Task goal |
Can you return every line in the records below that contains the string "trim"?

────────

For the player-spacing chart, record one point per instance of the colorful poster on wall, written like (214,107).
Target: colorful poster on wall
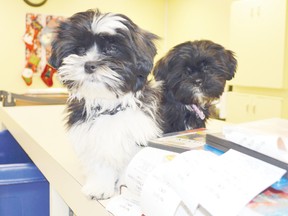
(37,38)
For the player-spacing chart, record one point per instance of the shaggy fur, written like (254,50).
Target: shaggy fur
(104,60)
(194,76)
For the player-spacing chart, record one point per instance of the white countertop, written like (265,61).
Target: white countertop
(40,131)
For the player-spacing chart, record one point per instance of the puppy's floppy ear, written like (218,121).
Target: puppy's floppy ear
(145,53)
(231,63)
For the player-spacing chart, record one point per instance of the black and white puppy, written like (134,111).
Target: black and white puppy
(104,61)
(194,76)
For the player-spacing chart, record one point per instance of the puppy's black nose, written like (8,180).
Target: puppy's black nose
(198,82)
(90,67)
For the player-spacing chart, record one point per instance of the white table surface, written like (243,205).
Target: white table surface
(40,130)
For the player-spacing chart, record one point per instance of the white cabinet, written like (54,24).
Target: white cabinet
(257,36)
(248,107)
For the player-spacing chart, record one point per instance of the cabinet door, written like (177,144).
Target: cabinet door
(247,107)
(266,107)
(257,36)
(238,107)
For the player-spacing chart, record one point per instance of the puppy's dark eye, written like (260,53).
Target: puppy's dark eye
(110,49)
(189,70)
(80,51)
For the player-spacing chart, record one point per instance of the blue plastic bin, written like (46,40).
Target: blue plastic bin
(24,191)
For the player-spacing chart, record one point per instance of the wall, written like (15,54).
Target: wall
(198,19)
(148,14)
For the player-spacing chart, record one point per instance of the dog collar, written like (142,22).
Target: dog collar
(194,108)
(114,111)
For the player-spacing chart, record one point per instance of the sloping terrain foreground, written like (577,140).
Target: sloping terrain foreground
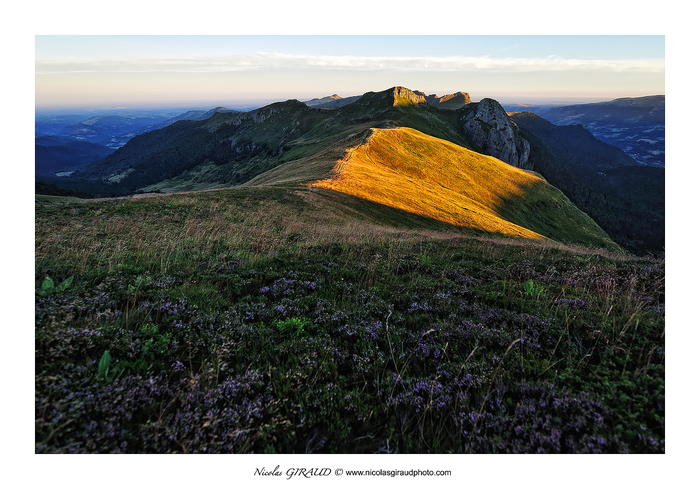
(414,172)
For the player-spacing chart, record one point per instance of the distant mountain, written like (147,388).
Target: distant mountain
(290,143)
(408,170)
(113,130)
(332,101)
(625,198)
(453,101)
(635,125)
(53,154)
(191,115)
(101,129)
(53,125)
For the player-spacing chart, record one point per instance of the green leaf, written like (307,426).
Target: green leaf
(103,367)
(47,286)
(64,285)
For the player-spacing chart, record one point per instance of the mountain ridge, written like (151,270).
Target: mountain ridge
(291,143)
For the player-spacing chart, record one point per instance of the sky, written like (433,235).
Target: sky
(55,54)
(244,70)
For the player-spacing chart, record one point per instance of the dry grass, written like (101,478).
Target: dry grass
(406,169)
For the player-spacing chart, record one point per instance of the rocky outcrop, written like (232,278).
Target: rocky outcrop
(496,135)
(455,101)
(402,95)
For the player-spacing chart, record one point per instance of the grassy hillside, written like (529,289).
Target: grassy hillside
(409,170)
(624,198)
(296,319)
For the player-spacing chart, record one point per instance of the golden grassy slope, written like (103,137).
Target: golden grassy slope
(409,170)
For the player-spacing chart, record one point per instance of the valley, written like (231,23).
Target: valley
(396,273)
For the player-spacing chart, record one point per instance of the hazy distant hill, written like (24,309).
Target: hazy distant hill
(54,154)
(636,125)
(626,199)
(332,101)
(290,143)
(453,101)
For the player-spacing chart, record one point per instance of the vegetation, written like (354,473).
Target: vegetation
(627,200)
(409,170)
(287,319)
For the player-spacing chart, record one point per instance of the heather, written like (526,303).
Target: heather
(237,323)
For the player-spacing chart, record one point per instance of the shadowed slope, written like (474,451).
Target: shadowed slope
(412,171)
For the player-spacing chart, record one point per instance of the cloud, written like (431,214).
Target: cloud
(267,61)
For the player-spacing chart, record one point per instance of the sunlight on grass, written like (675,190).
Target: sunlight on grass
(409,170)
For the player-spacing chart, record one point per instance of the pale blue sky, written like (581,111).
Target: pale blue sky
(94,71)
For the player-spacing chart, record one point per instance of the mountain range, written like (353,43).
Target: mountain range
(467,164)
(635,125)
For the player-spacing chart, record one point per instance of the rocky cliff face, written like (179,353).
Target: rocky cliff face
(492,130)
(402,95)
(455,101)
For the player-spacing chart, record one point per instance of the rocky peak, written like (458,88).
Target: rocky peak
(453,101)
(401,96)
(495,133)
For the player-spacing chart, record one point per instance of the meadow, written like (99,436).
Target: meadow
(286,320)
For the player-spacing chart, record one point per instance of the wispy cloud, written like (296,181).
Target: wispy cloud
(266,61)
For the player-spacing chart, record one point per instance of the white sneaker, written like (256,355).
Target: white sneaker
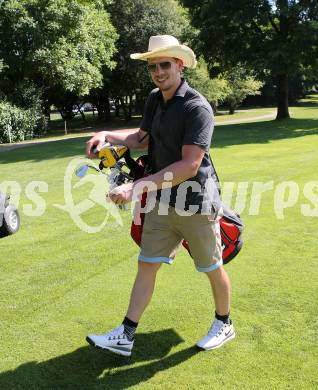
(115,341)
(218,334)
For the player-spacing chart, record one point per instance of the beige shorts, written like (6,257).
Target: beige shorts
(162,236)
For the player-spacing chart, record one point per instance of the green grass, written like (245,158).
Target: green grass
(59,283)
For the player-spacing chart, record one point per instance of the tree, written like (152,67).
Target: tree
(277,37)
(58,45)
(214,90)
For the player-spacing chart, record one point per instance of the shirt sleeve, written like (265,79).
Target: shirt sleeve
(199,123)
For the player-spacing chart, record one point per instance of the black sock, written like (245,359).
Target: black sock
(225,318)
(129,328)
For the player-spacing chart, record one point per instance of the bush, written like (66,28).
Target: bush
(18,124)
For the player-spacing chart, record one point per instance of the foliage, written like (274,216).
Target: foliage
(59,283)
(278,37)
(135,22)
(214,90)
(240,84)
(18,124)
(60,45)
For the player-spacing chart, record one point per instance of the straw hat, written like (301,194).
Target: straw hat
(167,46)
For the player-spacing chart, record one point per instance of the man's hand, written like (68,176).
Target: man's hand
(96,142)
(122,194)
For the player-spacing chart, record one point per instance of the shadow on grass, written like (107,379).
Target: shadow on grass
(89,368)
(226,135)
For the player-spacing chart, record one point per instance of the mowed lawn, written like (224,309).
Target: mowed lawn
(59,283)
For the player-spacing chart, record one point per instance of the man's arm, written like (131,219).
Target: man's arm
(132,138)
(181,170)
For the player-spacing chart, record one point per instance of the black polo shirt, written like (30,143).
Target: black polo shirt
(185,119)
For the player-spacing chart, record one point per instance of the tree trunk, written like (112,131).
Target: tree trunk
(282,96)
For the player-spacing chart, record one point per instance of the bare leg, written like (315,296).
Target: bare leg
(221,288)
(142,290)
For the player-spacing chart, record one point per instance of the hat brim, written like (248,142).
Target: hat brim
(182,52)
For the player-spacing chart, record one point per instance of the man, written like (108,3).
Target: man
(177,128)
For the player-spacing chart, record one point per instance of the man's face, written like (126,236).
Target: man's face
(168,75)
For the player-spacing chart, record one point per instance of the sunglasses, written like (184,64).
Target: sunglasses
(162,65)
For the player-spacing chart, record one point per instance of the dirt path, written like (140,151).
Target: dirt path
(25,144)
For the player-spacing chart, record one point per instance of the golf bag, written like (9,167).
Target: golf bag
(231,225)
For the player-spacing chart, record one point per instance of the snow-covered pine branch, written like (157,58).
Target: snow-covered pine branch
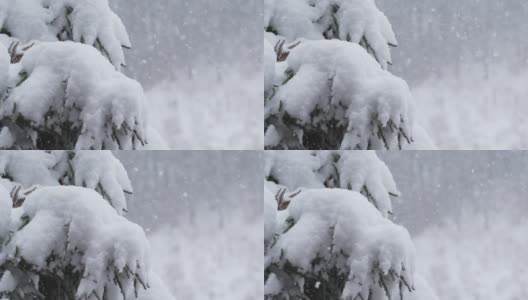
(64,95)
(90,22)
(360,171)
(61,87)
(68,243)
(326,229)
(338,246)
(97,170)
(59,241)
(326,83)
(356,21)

────────

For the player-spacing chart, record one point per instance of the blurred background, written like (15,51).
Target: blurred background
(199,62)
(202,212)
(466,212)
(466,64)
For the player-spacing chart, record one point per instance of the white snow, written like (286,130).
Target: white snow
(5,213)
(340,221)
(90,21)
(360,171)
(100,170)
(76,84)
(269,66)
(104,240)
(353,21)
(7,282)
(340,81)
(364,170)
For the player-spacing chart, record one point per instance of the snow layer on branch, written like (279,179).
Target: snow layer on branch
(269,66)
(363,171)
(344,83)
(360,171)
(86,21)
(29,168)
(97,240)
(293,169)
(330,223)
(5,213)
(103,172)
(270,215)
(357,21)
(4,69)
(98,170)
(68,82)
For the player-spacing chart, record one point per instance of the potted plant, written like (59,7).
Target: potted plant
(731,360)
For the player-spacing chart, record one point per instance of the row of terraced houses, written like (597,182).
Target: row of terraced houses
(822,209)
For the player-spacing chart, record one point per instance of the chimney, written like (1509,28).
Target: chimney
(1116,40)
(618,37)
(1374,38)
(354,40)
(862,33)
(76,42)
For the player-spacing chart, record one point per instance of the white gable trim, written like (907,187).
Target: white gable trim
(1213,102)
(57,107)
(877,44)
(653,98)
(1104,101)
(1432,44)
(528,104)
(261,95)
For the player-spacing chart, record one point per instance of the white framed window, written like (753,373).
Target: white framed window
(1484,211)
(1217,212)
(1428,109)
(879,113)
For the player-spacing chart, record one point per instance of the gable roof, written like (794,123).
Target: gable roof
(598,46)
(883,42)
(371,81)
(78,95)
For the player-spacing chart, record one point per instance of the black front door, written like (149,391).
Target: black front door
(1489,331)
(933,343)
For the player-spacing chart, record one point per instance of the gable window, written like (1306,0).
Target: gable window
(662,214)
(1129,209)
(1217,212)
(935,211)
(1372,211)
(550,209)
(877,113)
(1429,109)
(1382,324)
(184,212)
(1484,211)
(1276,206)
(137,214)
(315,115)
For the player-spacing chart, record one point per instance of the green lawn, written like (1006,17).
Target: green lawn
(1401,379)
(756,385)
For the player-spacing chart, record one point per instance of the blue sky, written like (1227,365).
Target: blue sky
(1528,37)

────────

Solution |
For the player-spacing chart, record one point per instance of the white gable trim, written like (907,187).
Target: white gable trim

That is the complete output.